[INPUT DATA Boundary: Start]

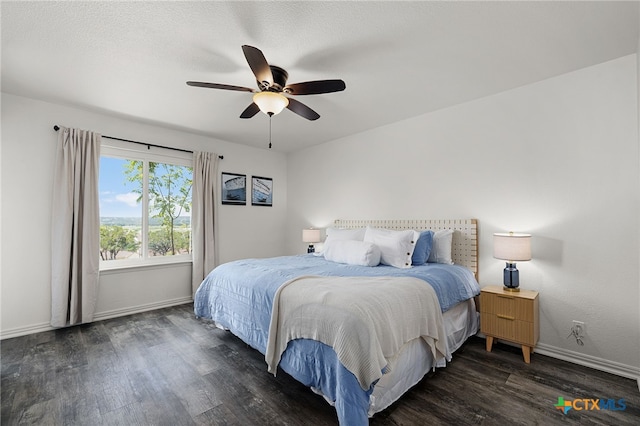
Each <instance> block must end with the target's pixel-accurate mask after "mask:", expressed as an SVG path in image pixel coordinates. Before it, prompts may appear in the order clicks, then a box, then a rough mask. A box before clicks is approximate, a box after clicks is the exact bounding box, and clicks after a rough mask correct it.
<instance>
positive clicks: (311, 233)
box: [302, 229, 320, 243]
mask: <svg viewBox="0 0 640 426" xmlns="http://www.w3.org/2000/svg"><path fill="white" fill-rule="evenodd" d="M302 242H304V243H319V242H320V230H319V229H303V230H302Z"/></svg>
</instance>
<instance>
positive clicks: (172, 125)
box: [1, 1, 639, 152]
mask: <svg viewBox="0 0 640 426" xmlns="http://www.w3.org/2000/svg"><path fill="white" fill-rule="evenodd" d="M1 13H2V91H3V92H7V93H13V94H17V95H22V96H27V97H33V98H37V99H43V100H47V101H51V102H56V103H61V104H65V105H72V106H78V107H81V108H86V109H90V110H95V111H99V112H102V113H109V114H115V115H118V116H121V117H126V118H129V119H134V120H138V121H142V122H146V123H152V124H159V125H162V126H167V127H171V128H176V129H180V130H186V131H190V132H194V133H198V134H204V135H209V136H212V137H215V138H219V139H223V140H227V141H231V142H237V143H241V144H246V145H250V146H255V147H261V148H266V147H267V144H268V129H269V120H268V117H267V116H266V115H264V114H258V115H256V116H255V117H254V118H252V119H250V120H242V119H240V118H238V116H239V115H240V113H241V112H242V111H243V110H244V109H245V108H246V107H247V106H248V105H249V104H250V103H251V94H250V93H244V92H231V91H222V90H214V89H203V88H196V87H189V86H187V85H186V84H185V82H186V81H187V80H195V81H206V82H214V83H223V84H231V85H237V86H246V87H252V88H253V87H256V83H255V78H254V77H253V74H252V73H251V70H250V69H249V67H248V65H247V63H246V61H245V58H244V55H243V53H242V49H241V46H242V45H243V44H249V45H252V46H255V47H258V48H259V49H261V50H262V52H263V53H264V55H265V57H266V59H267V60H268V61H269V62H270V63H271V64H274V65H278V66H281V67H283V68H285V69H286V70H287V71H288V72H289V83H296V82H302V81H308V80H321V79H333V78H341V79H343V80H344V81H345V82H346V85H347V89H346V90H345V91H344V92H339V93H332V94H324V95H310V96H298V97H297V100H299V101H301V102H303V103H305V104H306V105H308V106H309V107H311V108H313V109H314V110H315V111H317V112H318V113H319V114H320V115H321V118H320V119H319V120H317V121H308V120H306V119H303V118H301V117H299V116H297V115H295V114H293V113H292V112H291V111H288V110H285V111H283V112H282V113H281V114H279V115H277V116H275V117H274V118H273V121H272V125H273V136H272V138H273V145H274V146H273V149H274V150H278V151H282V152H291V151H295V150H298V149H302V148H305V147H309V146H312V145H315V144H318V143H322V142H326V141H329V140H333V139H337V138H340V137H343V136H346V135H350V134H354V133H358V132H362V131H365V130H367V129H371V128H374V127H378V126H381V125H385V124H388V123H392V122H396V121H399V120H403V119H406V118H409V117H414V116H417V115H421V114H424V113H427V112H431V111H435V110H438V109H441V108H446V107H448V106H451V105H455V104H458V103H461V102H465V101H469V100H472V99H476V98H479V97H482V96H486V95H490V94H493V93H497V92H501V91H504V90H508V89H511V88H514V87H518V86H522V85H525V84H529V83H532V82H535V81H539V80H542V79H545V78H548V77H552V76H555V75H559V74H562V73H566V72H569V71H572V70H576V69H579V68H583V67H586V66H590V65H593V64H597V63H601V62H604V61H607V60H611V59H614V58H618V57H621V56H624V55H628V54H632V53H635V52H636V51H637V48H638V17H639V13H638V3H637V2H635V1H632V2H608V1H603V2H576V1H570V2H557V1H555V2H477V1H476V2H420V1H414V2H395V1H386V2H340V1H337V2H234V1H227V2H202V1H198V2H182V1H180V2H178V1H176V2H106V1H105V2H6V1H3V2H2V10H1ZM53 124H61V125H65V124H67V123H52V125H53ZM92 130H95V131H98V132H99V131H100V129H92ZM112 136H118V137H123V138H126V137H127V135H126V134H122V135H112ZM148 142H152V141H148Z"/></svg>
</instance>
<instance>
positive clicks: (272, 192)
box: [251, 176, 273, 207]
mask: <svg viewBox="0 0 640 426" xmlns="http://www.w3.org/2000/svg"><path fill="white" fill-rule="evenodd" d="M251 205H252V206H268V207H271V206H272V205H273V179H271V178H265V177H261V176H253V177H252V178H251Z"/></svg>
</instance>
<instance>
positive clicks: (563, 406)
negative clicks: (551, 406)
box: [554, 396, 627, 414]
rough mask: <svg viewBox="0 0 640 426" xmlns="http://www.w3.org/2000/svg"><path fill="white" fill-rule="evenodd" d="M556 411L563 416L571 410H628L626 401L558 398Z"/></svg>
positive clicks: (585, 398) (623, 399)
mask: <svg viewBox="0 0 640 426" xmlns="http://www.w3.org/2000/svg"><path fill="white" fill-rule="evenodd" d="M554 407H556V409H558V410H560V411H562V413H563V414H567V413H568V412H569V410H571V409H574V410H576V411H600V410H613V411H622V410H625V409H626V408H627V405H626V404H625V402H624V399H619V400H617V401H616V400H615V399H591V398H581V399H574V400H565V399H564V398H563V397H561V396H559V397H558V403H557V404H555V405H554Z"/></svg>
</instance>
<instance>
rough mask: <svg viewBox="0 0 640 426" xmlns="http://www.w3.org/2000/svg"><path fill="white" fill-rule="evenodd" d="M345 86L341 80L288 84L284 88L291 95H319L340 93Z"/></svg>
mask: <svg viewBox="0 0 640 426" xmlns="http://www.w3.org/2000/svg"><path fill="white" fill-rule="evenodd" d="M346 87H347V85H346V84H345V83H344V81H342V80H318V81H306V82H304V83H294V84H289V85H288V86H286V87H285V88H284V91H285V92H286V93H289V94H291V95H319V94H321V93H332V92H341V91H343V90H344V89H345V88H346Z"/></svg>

[INPUT DATA Boundary: End]

PROBLEM DESCRIPTION - From the first line of the entries above through the line with "positive clicks: (311, 233)", set down each line exactly and drop the pictures.

REPLY TO THE TASK -
Each <instance> block must end with the target's pixel-accurate mask after "mask:", expressed as an SVG path in image pixel coordinates. Before it, prompts may appear in the order clicks, then a box, then a rough mask. A box before clicks is approximate, a box after clicks is the exact bounding box, and clicks after a rough mask correct it.
<instance>
positive clicks: (311, 233)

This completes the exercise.